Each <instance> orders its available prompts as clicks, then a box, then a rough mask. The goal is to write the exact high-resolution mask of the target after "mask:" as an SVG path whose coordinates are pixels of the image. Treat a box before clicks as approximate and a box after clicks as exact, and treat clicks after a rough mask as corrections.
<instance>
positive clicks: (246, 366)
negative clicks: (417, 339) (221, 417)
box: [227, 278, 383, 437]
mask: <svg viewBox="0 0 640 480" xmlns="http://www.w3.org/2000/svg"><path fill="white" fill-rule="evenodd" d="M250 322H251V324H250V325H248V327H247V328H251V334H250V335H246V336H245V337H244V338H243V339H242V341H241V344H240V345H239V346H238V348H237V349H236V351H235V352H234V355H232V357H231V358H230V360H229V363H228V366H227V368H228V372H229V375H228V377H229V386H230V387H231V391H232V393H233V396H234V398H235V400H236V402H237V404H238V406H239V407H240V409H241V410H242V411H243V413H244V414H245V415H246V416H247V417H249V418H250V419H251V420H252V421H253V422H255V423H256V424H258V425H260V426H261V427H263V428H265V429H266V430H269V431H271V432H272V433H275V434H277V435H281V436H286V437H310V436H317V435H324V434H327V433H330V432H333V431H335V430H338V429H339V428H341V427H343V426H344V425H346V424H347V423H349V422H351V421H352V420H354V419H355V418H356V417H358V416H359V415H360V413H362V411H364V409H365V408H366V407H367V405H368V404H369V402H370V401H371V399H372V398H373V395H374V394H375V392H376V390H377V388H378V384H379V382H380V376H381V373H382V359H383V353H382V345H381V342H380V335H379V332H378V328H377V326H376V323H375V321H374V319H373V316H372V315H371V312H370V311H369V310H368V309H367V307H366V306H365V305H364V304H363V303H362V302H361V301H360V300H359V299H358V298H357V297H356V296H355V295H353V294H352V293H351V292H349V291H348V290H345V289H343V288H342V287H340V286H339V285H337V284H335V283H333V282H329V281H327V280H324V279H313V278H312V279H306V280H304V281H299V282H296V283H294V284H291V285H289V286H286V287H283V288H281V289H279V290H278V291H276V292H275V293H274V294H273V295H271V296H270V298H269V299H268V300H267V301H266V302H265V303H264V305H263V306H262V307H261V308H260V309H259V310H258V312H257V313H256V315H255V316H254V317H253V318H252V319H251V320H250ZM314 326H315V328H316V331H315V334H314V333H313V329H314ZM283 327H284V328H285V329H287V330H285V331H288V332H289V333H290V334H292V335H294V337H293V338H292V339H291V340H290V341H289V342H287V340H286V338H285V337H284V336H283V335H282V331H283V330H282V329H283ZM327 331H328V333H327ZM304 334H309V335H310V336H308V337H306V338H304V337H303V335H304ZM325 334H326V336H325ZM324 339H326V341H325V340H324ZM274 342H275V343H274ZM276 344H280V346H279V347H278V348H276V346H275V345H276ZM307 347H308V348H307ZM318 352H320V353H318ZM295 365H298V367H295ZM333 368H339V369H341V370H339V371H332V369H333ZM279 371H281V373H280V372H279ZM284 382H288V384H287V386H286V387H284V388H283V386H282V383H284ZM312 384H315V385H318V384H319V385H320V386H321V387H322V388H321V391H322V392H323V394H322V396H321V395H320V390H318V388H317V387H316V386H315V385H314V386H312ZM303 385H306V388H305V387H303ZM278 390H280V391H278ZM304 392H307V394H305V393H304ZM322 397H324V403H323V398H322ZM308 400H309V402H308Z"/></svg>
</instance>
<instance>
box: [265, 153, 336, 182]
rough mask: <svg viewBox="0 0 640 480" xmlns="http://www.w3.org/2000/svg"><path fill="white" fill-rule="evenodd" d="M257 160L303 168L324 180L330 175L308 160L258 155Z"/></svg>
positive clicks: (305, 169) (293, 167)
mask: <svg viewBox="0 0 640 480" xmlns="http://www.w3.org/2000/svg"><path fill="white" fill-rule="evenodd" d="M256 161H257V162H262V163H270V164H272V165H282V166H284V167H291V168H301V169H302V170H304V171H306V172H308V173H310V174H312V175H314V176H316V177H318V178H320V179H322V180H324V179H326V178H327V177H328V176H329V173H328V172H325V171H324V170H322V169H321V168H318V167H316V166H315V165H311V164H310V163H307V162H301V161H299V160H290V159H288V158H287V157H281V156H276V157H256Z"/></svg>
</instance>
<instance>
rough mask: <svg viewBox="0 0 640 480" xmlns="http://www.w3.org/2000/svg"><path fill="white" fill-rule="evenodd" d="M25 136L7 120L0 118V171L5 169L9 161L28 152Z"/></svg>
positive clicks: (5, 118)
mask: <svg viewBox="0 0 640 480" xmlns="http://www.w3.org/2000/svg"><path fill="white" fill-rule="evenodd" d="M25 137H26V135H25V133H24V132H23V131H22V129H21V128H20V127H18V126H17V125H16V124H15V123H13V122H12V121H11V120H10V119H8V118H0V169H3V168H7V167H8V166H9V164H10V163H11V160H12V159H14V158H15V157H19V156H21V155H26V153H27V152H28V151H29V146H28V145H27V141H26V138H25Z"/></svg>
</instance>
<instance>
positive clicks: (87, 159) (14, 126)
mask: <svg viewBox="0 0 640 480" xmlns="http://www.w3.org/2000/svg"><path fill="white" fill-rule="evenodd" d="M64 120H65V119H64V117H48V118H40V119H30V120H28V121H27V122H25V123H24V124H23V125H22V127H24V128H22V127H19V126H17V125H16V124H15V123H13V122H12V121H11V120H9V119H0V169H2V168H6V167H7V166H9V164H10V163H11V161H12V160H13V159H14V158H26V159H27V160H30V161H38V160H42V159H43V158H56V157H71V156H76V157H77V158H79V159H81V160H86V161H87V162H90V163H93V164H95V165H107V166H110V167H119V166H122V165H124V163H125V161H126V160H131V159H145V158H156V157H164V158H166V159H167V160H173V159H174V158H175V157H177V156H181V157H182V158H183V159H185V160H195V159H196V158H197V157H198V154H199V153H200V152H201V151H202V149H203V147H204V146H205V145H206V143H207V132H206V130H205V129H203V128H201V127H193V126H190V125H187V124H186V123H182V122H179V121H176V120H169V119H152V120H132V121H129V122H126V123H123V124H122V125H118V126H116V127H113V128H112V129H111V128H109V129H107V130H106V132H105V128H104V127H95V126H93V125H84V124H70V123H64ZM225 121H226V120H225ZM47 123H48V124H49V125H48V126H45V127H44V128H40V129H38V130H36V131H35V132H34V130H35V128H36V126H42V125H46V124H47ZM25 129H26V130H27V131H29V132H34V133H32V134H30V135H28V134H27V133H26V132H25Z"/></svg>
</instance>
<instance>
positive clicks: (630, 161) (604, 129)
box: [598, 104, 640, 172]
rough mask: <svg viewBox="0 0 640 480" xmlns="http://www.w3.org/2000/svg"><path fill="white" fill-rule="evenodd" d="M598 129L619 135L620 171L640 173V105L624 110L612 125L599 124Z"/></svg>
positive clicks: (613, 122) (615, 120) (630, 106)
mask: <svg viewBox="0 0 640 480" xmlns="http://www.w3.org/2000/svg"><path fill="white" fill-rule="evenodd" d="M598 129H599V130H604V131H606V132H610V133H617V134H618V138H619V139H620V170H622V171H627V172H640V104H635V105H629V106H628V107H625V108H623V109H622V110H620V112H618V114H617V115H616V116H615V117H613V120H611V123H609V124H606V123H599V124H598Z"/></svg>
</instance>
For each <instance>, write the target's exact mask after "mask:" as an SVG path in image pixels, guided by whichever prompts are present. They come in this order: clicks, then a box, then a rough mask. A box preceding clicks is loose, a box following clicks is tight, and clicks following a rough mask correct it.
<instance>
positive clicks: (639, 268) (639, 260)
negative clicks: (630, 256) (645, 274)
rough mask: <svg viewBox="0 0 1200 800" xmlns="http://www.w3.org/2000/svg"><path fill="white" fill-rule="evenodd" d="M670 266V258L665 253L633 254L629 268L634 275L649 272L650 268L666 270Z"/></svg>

# Task instructions
Please put the data from its start through the line containing "box: [227, 278, 383, 437]" into a JSON list of strings, one string per line and blank lines left out.

# Exercise output
[
  "Each <instance> orders its available prompts as clicks, then a box, then a rough mask. The goal is to write the exact high-resolution mask of the target after \"mask:\" as an SVG path whose coordinates are pixels of the image. Treat a box before clicks as approximate and a box after clicks as exact, and treat clicks after a rough mask as corrections.",
  "<instance>",
  "positive clicks: (246, 366)",
  "negative clicks: (417, 339) (221, 417)",
  "box: [227, 278, 383, 437]"
]